— start of Task inputs —

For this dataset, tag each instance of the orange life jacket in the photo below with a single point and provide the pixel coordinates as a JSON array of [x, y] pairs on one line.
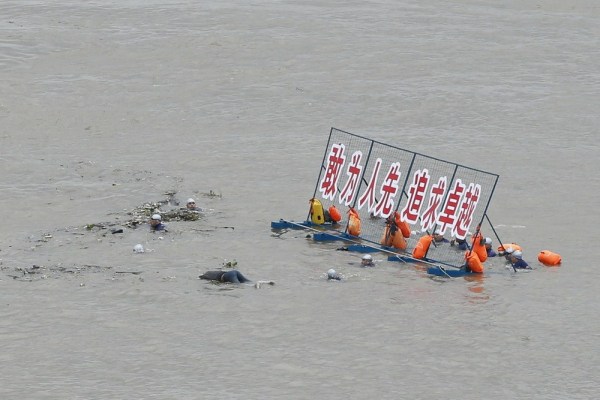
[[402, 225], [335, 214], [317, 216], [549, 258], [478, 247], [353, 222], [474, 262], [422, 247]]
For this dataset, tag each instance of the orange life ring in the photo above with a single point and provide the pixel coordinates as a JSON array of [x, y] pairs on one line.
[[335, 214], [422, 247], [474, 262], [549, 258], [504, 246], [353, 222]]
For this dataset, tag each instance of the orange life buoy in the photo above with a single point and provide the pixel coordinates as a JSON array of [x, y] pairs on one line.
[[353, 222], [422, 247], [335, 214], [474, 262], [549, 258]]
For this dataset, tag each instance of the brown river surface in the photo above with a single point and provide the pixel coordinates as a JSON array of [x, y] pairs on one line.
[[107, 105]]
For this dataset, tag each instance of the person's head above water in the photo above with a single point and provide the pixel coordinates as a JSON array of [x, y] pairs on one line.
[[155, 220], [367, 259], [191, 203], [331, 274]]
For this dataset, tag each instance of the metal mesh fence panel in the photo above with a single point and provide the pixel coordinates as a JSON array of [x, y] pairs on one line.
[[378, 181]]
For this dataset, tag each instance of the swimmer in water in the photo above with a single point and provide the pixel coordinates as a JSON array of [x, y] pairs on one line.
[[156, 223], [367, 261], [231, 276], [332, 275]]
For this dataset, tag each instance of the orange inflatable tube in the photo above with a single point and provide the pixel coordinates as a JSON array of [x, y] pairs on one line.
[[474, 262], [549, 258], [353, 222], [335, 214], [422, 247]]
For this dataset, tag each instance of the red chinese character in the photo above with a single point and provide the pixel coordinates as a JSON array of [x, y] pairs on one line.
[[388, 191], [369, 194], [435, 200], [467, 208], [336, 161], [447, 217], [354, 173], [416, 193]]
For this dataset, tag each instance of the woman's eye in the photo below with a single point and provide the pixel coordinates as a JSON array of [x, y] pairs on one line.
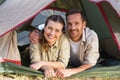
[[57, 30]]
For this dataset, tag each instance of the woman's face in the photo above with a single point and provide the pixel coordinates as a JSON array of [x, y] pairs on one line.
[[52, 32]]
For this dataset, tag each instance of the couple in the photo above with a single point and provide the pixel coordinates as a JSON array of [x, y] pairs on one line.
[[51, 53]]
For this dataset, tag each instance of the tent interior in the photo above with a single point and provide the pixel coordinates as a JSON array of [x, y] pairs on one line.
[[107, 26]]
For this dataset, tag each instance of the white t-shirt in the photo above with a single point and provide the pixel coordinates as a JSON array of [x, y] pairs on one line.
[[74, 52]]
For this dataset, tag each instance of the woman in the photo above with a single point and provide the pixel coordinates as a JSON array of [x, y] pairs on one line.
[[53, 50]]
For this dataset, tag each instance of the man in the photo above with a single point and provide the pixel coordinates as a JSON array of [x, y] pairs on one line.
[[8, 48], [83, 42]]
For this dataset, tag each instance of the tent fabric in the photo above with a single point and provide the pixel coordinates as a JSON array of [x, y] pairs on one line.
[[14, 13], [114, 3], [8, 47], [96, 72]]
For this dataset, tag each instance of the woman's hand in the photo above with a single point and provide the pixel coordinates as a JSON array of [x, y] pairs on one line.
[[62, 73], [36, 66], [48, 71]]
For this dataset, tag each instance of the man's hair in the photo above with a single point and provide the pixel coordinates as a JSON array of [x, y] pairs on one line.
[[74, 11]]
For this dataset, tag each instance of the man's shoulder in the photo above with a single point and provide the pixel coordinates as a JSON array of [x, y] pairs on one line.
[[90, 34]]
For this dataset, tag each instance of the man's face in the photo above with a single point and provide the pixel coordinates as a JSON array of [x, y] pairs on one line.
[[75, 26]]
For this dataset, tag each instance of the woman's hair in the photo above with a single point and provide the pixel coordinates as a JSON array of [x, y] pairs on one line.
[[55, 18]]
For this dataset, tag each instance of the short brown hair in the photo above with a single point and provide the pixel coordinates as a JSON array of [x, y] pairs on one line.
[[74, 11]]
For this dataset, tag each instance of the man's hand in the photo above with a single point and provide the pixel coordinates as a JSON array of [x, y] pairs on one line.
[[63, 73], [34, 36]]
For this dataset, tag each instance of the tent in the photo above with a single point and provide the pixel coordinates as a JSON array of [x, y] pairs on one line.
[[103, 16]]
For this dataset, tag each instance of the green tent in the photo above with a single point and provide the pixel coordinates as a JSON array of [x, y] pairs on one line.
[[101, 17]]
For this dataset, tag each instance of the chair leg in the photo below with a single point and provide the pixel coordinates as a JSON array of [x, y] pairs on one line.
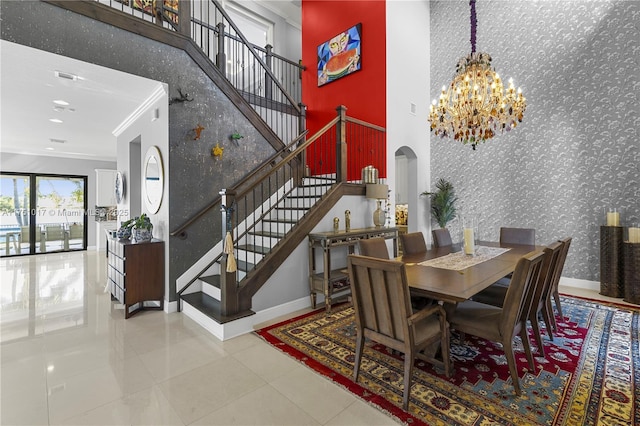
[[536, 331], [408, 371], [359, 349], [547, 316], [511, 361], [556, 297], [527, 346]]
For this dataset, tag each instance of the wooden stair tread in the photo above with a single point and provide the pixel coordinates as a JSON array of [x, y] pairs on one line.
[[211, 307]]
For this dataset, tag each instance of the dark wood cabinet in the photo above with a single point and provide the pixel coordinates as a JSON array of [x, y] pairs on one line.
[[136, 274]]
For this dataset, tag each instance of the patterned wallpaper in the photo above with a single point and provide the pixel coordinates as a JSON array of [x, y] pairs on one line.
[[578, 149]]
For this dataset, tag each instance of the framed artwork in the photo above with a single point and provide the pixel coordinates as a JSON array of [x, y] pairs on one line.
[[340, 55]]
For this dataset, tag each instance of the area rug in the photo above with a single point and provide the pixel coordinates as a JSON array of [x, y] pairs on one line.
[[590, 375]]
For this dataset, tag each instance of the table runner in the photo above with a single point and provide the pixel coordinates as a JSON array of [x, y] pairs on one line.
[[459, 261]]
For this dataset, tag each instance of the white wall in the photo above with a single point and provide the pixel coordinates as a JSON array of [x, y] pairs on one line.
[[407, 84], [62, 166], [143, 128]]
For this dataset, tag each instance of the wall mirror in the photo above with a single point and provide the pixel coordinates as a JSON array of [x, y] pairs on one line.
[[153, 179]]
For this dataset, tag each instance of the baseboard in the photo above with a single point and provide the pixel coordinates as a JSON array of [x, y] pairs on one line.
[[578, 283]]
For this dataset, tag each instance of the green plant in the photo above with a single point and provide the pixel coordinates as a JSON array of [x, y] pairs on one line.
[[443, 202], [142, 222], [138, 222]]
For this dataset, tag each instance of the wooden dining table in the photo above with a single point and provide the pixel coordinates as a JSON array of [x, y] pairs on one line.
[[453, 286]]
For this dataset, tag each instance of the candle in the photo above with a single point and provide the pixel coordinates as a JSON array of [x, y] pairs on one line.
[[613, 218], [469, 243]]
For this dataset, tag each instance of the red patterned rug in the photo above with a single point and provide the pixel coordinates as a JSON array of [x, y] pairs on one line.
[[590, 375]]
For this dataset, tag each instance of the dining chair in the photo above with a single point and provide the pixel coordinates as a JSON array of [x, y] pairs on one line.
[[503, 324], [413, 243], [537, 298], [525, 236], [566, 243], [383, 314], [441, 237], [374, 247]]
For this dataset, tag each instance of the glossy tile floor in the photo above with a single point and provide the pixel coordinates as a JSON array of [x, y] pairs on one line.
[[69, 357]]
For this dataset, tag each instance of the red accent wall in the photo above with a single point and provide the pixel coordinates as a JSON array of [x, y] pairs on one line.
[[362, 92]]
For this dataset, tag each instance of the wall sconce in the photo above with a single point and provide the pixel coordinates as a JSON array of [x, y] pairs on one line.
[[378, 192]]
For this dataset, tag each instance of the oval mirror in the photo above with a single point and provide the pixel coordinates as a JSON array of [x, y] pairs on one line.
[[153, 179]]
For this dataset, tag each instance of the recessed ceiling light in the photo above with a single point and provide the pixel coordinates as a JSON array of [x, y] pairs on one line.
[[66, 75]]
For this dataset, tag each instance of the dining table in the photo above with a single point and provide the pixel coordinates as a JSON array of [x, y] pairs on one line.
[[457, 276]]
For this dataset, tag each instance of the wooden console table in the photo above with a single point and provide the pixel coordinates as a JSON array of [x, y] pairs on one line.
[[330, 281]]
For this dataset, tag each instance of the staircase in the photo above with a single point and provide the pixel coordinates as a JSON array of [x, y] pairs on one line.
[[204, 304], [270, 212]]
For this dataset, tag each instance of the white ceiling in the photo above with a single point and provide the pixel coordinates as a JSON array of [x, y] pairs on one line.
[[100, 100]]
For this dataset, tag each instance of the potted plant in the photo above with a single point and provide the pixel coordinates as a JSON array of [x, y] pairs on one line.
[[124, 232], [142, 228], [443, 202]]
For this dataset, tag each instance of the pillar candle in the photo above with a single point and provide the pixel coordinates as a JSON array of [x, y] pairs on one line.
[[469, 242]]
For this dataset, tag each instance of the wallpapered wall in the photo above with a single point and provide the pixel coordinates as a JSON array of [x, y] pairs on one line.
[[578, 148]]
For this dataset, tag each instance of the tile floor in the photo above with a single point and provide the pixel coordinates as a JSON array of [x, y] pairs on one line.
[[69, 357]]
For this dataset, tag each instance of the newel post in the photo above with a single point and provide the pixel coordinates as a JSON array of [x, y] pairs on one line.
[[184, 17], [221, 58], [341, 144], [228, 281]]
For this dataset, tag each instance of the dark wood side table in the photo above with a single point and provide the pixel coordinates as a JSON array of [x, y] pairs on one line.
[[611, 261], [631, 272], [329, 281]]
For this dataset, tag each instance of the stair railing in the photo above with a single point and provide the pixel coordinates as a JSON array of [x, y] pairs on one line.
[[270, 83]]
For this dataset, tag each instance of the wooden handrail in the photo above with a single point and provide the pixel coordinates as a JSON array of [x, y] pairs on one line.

— end of Task inputs —

=== Problem to solve ===
Give back, unchanged, every line from the one with "For this dataset, tag each instance of the potted" to the end of the entries above.

=== Task result ===
For this dataset, tag each instance of the potted plant in the photo above with a single point and provide the pixel coordinates as a JSON array of [x, y] pairs on one line.
[[124, 232], [142, 228], [443, 202]]
For this dataset, tag each instance of the pillar candle in the photo above with a single point and provide the pixel coordinates as a JSON array of [x, y] pairs on one line.
[[469, 242]]
For this dataset, tag each instance of the wallpapered wall in the photo above with a single point and provide the pixel coordinates as a JSON array of [x, y] pairs on one line.
[[578, 148]]
For this dataset, tag each instance of the tile floor in the photo above with a single point and provide the pixel coordinates as a JSON array of [x, y] pairs on one line.
[[69, 357]]
For this dataset, tag each instance of the newel post in the photo above with a single point and provide the pixel coordinates as a JSON array of [x, y] pairs on one line.
[[184, 17], [221, 58], [341, 144], [228, 281]]
For this dataset, tag each instance of the dark wood side table in the photo above with a single point and provide the pixel coordinates as a JSON array of [x, y] pairs on one line.
[[611, 261], [631, 272], [329, 281]]
For this dataset, tag each instance of the stair railing in the photo above with a single point and provide the pixel coordinates as a JSON array of [x, y] pairs on one line.
[[270, 83]]
For this dataset, tag each instance of the wooden handrail in the photo above with a single point and provide the pixel coordinates as a JSON array of [x, y] pairs on one line.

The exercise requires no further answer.